## Fragmento de página
Es justamente al abandonar Asturias —yendo hacia el sur, hacia León, por las montañas— cuando en Nooteboom aflora la citada meditación. El viajero había llegado al Principado un mes de mayo, y nevaba en los Picos de Europa. «Dientes de dragón, mandíbulas de un dios, piedra con hilachas, muescas, heridas», es lo primero que anota sobre el paisaje que le rodea. Y, al poco, añade: «Suena misterioso, y parece una exageración, pero el que esto escribe está en armonía con su entorno». Irá el viajero divisando, tras los inexpugnables muros que lo rodean, las águilas, los osos y urogallos que habitan esos parajes. Más adelante, remansada la mirada, recordará los puertos que ha venido recorriendo —el de San Glorioso, el Desfiladero de los Reyes— y trazará el siguiente cuadro:

Las montañas mismas parecen animales sin ojos, el suelo es gris, negro, marrón, amarillo, el viento sopla por donde quiere y se lanza excitado contra el coche, el clima quiere gastar estas montañas, un bosque ridículo se engancha crispado a esas piedras grises, figuras fantasmales, hombres que vagan por la niebla, franjas negras contra la pared montañosa…

Los Picos de Europa le parecerán, así, «la decoración granítica de un teatro sin representación, un telón semicircular de piedra gris mordisqueada bajo el cual todo se vuelve absurdo». Y el lector se pregunta de dónde nace esta impresión. El desvío a Santiago es fundamentalmente un viaje en el tiempo, no lo olvidemos. Y, para Nooteboom, «viajar es fugacidad». De ahí que este escritor emprenda algunos de sus viajes por esa España que una y otra vez recorre motivado por el afán o la necesidad de «medir mi propia fugacidad con la aparente permanencia de lo circundante». En los valles y los puertos de Asturias, en el gigantesco escenario de las gestas bélicas que cambiaron la historia de España, de Europa, y con ella la del mundo, la experiencia de la extrañeza sobreviene al constatar la parálisis de un paisaje: «No es el tiempo el que se ha parado en estas regiones, aunque estaría bien pensarlo: son las montañas. Lo que se ha movido es la historia y lo que ha respirado son las estaciones». Por eso, cuando llega a Covadonga, el «suelo santo» le parece «deteriorado por la devoción como un artículo comercial», y enseguida desaparece «de este lugar fantasmal de trapicheo», donde todo —la iglesia, la imagen del héroe— está equivocado.

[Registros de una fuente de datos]
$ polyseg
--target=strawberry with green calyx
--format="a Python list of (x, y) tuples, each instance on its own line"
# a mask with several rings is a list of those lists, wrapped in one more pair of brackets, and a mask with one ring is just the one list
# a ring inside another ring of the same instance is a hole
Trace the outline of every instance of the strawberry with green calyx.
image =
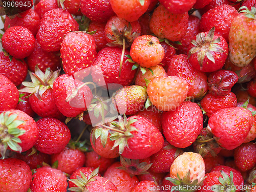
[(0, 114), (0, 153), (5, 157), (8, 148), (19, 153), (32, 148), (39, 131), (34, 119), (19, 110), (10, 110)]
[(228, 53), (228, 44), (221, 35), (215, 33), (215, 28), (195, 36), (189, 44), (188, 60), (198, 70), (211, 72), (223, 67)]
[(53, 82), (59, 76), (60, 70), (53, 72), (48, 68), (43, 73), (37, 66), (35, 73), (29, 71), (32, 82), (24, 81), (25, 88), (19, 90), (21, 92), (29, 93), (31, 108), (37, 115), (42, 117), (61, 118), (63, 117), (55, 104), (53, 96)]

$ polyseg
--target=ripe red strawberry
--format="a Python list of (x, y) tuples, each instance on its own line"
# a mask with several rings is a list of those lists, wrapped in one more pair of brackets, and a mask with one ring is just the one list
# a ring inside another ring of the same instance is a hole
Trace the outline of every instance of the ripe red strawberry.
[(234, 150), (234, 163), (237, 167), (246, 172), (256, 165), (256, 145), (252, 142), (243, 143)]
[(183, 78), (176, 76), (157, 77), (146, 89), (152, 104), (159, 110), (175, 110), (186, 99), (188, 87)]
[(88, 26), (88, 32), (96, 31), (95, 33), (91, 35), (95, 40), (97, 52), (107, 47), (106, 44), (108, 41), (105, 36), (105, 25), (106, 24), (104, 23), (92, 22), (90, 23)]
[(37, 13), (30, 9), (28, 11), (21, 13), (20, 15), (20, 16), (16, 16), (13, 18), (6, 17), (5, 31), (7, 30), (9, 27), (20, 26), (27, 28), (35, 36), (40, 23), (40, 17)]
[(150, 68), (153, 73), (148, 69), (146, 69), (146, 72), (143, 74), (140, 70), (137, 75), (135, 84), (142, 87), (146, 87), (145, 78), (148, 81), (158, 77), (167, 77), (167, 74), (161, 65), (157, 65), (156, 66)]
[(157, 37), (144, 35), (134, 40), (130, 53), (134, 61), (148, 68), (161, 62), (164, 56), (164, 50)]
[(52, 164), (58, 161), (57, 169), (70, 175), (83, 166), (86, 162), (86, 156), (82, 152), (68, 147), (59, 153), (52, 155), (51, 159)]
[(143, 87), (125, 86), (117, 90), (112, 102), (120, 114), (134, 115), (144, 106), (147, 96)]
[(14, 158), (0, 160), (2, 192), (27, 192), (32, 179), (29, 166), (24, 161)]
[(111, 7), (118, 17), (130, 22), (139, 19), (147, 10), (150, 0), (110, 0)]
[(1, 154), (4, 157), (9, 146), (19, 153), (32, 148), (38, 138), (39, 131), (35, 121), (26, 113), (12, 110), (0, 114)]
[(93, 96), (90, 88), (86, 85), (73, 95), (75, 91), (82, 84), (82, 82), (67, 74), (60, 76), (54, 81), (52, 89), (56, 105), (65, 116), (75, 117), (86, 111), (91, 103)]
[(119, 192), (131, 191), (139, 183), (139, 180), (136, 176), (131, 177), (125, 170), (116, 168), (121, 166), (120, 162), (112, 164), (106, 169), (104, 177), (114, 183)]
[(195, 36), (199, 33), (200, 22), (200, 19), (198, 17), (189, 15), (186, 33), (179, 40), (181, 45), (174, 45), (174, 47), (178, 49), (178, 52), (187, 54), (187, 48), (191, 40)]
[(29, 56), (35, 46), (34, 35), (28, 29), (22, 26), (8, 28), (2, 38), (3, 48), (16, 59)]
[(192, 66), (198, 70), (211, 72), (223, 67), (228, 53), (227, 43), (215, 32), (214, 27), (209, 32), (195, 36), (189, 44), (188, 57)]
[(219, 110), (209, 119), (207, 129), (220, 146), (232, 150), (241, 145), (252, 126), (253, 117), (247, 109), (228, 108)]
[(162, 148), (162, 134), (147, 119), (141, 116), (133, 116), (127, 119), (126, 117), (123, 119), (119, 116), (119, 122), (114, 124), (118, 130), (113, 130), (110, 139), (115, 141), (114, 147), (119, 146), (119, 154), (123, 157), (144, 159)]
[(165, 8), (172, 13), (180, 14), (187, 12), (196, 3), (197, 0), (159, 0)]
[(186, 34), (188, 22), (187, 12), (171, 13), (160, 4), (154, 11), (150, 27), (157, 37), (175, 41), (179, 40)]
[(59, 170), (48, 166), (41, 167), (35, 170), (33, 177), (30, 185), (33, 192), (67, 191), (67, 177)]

## Requisitos del ejercicio
1. Responde a estas preguntas sobre el fragmento acerca de Nooteboom en Asturias:
(a) ¿En qué mes llegó el viajero al Principado?
(b) ¿Qué dos puertos recuerda haber recorrido?
(c) Según la cita de Nooteboom, ¿qué es lo que se ha parado en estas regiones?
2. Reporta cada línea de los registros que contenga la cadena "every" y cópiala íntegra.
El texto y los registros no guardan relación entre sí.

## Respuestas completas
1.
(a) En mayo.
(b) El de San Glorioso y el Desfiladero de los Reyes.
(c) Las montañas.

2.
Trace the outline of every instance of the strawberry with green calyx.
Trace the outline of every instance of the ripe red strawberry.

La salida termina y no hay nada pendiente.